### Task set:
1. Answer these questions about the interview transcript.
(a) On whose unceded lands is Dany speaking from right now?
(b) How many rivers pass through the high escarpments?
(c) How many purposes does Dany say there really were for moving?
2. Summarize the interview transcript in two sentences.
3. Write the next part of the interview transcript, picking up after its final sentence.

### Text section:
Speaker:I've heard people say that it's in the bush.
Speaker:So, you live in the countryside?
Speaker:(Dany) So, I actually should have started by saying that right now
Speaker:I'm on the unceded lands of the Gadigal people, in Sydney,
Speaker:but normally I live on the unceded lands of the Dharawal people,
Speaker:which is on the Southeast coast of Australia, it's inland a little bit.
Speaker:So, there are three rivers that pass through these very high escarpments
Speaker:and we live at the top of the river that is nearest the coast.
Speaker:So the land is rain forest land.
Speaker:And when you're there, it feels as if the escarpments or the cliffs,
Speaker:you probably think of them as canyons.
Speaker:It's as if they've got their arms around you,
Speaker:so you're nestled in this very high valley with the arms of the canyons around you.
Speaker:And then a river running through the valley, and that is where we leave.
Speaker:(pattrice) You said to me once that you moved there
Speaker:for a purpose.
Speaker:So before we get to the terrible events of 2020
Speaker:that provoked you to write Summertime
Speaker:can you tell me something about that purpose?
Speaker:Because I think it has something to do with the Multi-Species Justice Project.
Speaker:(Dany) It does.
Speaker:There are really two purposes.
Speaker:Of course, we always do things for reasons that we don't understand,
Speaker:but there were two that I do understand.
Speaker:And one of them was, like most human people
Speaker:who are brought up in this culture, who are shaped in this culture,
Speaker:I had a very anthropocentric way of being.
Speaker:So, for example, thinking about, justice
Speaker:the way that we conceive of justice is justice is with humans.
Speaker:And that became increasingly intolerable for me,
Speaker:my own anthropocentrism,
Speaker:the way that I thought about and lived with other beings.
Speaker:I didn't want to be that way anymore.

[Stored data entries]
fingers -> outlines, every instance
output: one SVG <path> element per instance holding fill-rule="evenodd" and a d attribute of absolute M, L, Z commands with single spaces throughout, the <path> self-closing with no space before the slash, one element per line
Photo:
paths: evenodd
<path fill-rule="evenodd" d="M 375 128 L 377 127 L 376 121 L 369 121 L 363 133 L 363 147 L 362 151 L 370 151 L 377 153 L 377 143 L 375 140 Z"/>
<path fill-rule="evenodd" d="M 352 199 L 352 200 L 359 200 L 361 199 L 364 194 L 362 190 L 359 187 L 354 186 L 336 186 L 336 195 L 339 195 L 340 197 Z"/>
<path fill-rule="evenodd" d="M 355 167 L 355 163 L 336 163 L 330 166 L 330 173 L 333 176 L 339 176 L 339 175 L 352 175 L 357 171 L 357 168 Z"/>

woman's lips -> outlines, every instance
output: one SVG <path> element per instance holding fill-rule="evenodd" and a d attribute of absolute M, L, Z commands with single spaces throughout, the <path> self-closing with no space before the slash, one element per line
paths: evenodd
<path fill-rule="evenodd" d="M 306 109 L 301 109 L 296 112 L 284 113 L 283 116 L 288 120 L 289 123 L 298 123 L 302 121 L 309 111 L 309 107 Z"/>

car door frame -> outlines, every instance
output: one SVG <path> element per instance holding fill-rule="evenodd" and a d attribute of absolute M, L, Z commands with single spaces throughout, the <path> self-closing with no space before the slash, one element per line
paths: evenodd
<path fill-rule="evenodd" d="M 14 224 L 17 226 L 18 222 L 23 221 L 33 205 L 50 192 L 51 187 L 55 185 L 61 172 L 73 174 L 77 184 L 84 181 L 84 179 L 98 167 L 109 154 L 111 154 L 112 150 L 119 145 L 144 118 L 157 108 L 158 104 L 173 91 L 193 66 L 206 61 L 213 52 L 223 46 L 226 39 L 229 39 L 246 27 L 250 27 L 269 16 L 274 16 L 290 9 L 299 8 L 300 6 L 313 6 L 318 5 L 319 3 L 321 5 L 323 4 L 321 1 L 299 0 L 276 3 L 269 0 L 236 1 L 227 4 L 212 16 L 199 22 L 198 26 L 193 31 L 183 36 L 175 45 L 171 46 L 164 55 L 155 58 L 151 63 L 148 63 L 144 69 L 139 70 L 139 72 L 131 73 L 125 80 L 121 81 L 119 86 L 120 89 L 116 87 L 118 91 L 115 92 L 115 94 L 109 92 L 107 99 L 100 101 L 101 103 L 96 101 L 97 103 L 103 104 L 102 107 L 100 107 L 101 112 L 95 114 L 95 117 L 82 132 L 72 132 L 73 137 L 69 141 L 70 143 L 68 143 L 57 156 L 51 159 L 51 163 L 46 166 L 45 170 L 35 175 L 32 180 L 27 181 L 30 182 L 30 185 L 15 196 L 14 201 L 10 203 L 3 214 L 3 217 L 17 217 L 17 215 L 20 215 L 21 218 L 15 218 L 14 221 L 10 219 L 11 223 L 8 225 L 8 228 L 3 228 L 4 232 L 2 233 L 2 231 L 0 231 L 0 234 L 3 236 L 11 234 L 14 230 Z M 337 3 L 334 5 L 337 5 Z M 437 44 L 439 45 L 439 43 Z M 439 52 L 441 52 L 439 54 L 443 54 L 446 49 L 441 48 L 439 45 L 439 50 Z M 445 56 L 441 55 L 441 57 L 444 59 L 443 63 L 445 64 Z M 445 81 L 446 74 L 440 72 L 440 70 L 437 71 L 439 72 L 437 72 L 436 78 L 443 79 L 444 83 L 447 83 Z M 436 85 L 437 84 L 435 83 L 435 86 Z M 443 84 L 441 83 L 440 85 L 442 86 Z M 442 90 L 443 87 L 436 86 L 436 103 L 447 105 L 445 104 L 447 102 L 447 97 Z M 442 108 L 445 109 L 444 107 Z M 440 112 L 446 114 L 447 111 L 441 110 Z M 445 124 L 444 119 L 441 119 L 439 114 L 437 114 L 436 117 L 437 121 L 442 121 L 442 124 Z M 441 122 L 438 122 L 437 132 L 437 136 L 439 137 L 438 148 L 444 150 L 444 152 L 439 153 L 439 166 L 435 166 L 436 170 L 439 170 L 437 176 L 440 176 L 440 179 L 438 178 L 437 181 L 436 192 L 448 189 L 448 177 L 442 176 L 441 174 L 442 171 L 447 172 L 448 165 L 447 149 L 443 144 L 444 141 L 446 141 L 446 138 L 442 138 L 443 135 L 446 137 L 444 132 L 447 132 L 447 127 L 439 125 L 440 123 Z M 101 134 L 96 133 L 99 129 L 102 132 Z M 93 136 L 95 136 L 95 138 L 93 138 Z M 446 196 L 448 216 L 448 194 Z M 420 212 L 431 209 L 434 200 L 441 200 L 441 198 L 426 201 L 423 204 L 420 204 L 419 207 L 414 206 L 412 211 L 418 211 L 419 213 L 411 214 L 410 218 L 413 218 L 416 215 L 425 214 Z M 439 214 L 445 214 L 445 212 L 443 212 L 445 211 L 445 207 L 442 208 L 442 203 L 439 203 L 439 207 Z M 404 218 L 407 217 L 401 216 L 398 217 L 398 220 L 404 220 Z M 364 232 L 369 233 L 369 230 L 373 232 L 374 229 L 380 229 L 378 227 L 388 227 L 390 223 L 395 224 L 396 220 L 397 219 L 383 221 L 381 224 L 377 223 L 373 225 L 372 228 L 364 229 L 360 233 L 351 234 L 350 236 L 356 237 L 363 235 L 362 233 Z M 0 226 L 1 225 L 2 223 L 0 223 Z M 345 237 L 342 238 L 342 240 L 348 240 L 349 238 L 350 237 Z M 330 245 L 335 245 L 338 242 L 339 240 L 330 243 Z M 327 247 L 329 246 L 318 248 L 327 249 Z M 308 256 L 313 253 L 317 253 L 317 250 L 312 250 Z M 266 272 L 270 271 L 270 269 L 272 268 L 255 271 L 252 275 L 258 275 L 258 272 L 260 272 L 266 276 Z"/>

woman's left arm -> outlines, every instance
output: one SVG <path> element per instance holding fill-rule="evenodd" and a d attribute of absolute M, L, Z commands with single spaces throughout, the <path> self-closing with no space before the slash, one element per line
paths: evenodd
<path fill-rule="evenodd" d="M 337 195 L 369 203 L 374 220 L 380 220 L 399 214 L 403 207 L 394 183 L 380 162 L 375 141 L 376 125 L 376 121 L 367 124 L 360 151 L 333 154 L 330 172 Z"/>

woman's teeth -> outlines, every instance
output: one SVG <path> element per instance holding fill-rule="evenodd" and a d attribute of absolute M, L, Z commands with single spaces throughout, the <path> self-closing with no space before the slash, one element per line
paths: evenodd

### Task results:
1.
(a) The Gadigal people, in Sydney.
(b) Three.
(c) Two.

2. Dany normally lives on the unceded lands of the Dharawal people on the Southeast coast of Australia, in a rain forest valley at the top of a river, surrounded by very high escarpments. In describing one of the purposes for moving there, Dany explains that an anthropocentric way of being, such as conceiving of justice as something with humans, became increasingly intolerable.

3.
Speaker:And part of my own journey of understanding
Speaker:was that the transformation that I needed to go through
Speaker:wasn't one that I could give myself,
Speaker:that to think that that I could change myself in that really radical way
Speaker:was part of the same problem as if human beings are floating over above the world
Speaker:and somehow our ideas come from our heads
Speaker:or from some transcendent-like source out there,
Speaker:and that if I was going to become a different human being
Speaker:who didn't place myself above everybody else,
Speaker:I needed to live with everybody else.
Speaker:I needed to bump into everybody else every day,
Speaker:I needed to have what they wanted and what life was like for them
Speaker:be part of my everyday reality.
Speaker:And so,
Speaker:so I just started to leave the city and go and live in a place where
Speaker:all sorts of other people lived,
Speaker:forest people, moss people and animal people,
Speaker:wild animal people,
Speaker:animal people who had been brought here
Speaker:mainly for human needs,
Speaker:and to live with them in a very everyday "How do we make life together?"
Speaker:So that's the first reason,
Speaker:but I do want to mention the second one, because it's relevant to Summertime,
Speaker:and that is...
Speaker:when my...
Speaker:so, my grandparents and my parents were both survivors of the Shoah,
Speaker:and when my grandparents came to live in Australia,
Speaker:it became evident to me, from the time I was a young adult,
Speaker:that they lived very much for those who came after.
Speaker:And so, what they did, and in their case it was investing in property,
Speaker:so that their grandchildren and great-grandchildren and so on,
Speaker:and those those in their community would have safety.
Speaker:And when I got to a certain age,
Speaker:when I got to 50, actually,
Speaker:I thought, well, now it's my turn, right?
Speaker:What does it mean for me to live for the future?
Speaker:What does it mean for me to take responsibility in my life
Speaker:for those who come after?
Speaker:And, in my case, it wasn't biological family.
Speaker:It was all beings who come after.
Speaker:Thankfully, I've been given that gift of thinking more broadly,
Speaker:and in the context of climate crisis,
Speaker:it seemed to me that that had to be about living on land,
Speaker:caring for country,
Speaker:living in a place where we could be part of tending the garden of the planet,
Speaker:so that we could all flourish as best we could
Speaker:in the context of a very rapidly changing climate.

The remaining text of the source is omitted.